(Records excerpted from a collection)

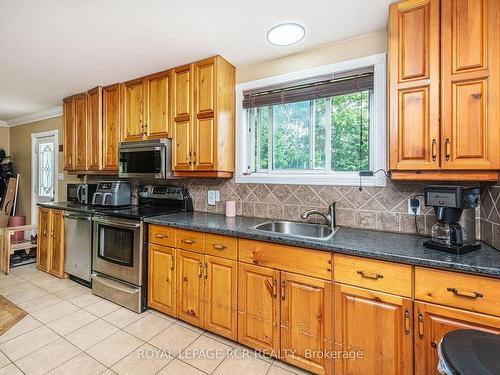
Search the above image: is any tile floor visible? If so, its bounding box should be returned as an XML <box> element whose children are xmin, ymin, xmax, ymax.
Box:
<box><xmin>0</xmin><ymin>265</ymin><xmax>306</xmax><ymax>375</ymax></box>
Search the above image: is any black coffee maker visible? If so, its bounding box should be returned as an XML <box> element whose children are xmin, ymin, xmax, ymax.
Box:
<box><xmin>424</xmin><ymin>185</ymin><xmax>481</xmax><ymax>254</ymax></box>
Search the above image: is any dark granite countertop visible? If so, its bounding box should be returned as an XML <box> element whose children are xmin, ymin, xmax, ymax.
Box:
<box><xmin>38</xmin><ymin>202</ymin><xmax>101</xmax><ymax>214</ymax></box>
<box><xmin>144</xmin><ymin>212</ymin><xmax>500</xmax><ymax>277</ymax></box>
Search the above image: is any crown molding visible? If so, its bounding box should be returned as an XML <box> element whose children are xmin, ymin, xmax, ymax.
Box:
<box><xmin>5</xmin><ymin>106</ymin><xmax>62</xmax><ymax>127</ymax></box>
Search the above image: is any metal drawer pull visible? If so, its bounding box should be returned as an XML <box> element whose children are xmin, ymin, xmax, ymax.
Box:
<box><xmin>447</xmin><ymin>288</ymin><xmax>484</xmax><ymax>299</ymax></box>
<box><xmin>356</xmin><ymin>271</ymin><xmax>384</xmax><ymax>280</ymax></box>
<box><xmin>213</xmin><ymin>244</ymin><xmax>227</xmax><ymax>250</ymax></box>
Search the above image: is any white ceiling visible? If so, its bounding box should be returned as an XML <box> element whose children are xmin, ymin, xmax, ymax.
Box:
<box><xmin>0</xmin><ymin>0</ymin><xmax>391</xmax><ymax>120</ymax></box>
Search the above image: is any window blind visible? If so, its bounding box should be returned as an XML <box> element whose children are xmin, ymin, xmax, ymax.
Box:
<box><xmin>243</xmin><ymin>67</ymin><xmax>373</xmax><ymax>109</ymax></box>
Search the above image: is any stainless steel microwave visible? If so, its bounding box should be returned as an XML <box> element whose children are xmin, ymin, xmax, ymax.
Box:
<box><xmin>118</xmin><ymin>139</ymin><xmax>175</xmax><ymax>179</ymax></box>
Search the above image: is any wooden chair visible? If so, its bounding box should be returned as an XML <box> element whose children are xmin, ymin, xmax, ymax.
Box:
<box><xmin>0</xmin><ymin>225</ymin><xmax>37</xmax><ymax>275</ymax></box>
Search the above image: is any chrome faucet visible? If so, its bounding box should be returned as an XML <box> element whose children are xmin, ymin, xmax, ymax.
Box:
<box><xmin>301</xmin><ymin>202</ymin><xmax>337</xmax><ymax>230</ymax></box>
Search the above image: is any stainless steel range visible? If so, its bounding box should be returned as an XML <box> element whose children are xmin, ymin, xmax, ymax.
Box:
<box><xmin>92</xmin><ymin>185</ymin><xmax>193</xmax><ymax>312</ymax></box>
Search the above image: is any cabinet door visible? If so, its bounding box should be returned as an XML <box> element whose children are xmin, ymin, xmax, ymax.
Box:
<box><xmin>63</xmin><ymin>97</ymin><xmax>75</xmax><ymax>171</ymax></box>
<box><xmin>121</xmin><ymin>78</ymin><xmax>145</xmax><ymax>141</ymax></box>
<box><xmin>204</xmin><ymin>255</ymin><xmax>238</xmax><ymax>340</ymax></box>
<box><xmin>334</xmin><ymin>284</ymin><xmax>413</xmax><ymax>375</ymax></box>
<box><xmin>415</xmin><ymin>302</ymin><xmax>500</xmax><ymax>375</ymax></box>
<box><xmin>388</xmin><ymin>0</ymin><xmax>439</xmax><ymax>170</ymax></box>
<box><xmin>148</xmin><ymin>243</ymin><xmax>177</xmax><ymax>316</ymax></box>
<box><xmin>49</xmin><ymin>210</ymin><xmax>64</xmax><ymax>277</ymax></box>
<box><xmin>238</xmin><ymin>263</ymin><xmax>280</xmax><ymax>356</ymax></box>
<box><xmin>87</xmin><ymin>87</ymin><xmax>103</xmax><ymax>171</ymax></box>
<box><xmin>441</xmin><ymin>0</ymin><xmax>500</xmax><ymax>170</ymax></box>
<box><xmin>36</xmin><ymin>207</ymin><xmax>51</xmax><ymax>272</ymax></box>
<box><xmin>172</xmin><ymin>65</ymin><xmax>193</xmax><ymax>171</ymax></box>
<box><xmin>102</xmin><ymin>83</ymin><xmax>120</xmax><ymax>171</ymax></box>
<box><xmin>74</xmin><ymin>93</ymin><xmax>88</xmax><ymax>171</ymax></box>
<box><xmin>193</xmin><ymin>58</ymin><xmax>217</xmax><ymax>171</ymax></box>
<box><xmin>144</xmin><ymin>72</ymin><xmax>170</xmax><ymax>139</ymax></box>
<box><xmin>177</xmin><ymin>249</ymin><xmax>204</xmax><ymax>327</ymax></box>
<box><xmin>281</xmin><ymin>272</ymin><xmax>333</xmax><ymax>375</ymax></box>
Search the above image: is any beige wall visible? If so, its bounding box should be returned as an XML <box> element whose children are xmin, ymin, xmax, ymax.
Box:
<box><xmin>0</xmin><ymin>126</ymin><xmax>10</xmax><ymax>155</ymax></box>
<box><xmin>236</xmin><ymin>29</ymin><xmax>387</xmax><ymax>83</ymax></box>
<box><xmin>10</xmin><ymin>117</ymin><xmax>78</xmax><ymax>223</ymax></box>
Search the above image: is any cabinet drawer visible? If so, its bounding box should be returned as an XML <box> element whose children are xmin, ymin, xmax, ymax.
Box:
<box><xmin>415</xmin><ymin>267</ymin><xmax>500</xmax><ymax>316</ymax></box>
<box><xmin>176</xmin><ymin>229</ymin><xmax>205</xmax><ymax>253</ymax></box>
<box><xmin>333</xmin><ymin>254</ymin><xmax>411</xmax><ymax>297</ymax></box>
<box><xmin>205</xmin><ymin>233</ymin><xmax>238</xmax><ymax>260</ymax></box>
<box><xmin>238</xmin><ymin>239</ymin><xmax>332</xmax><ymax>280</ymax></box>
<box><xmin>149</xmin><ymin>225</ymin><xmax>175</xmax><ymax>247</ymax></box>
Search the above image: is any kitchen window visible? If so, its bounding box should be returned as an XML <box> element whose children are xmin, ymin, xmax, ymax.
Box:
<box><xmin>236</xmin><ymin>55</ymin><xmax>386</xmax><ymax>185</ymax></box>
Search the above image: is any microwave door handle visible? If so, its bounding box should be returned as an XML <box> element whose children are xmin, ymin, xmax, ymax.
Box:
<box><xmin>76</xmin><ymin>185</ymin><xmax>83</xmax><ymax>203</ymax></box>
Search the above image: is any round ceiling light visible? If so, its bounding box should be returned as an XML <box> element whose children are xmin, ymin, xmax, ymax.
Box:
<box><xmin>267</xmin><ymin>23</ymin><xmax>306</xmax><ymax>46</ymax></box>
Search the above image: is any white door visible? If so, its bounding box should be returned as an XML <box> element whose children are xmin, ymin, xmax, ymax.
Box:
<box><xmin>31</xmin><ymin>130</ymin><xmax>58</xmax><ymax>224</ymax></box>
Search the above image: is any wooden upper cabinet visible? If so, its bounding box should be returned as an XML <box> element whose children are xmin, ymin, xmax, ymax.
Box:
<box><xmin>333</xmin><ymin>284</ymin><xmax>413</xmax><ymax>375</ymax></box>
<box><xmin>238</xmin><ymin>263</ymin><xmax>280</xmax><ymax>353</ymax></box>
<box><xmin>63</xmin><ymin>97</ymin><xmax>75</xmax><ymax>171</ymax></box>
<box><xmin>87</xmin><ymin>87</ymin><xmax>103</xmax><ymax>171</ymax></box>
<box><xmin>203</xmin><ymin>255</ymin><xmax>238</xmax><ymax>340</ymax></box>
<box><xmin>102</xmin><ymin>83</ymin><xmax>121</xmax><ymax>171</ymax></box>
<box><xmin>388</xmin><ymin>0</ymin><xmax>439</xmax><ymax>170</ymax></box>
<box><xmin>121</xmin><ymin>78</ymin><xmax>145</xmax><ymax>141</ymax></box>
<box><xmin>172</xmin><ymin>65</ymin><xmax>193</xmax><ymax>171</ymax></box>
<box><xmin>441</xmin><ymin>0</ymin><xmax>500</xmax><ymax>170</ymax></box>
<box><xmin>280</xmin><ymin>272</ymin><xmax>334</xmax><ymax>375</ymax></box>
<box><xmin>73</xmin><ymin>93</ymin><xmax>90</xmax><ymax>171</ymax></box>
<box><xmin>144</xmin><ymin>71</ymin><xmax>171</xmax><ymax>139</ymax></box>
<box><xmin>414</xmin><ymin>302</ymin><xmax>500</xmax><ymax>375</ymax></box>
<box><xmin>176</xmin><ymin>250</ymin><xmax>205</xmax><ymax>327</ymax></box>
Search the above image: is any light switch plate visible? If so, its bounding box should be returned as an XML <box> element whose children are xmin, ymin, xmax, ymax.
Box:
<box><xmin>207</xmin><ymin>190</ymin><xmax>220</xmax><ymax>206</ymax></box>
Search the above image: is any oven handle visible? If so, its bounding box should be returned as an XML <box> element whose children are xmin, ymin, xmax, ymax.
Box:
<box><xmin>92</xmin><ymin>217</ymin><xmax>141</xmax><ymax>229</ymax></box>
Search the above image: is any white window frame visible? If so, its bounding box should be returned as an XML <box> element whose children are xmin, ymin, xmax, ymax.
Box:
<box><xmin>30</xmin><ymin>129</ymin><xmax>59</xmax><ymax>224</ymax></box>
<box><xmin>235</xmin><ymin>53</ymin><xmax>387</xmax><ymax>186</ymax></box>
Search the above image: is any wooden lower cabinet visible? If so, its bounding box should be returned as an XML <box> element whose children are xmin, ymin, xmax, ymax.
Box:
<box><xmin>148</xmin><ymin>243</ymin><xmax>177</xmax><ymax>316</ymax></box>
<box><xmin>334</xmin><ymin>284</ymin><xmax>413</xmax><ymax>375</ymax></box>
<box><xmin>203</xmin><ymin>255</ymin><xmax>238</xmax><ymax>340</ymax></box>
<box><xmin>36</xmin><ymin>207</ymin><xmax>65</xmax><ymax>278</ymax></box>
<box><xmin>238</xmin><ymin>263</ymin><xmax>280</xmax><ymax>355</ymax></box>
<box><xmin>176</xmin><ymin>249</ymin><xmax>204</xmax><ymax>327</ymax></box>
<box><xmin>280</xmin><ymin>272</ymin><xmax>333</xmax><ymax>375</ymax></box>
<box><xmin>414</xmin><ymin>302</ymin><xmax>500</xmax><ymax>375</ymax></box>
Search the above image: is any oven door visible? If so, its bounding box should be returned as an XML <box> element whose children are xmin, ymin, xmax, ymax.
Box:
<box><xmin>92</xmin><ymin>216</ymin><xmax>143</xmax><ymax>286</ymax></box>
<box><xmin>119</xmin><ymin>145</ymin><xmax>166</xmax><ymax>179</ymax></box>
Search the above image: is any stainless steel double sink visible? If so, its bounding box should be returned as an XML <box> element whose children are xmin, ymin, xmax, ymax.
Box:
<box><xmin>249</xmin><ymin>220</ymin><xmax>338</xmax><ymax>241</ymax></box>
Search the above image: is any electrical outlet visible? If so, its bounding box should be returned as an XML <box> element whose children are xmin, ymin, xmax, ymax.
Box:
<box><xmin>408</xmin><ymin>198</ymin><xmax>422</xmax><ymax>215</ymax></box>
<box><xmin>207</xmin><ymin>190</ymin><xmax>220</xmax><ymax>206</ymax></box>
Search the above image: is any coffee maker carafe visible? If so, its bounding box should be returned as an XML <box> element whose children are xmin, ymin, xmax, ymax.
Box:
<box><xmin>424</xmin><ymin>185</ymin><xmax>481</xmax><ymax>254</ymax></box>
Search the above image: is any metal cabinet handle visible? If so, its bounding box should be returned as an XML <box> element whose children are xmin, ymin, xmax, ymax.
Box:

- Task instructions -
Repeat exactly the lines above from the line that contains "Search the above image: is any oven door" through the end. Include both of these ends; leave out everything else.

- Full output -
Search the above image: is any oven door visible? If so, its bounding box should be returned as an XML <box> element whose children are xmin, ymin, xmax, ymax.
Box:
<box><xmin>92</xmin><ymin>216</ymin><xmax>143</xmax><ymax>286</ymax></box>
<box><xmin>119</xmin><ymin>145</ymin><xmax>166</xmax><ymax>179</ymax></box>
Search the above image: is any stainless steel double sink visible? If so, its bounding box should be returned as an XML <box> element whose children are xmin, ymin, xmax, ymax.
Box:
<box><xmin>249</xmin><ymin>220</ymin><xmax>338</xmax><ymax>241</ymax></box>
Search the above image: is any electrical outlet visible? If so, its bounding box should be returned as an XML <box> element whose children are xmin, ymin, xmax, ymax.
Box:
<box><xmin>408</xmin><ymin>198</ymin><xmax>422</xmax><ymax>215</ymax></box>
<box><xmin>207</xmin><ymin>190</ymin><xmax>220</xmax><ymax>206</ymax></box>
Search the above image: is any coffee maker carafe visible? If so, its bounding box should be returned as an XML <box> element whose children are xmin, ymin, xmax, ymax.
Box:
<box><xmin>424</xmin><ymin>185</ymin><xmax>481</xmax><ymax>254</ymax></box>
Search the above image: is any metal cabinet handle visible? If so, its bounding box should be returned as an XML <box> element whose children are xmin, ymin, xmax, ymax.
Box:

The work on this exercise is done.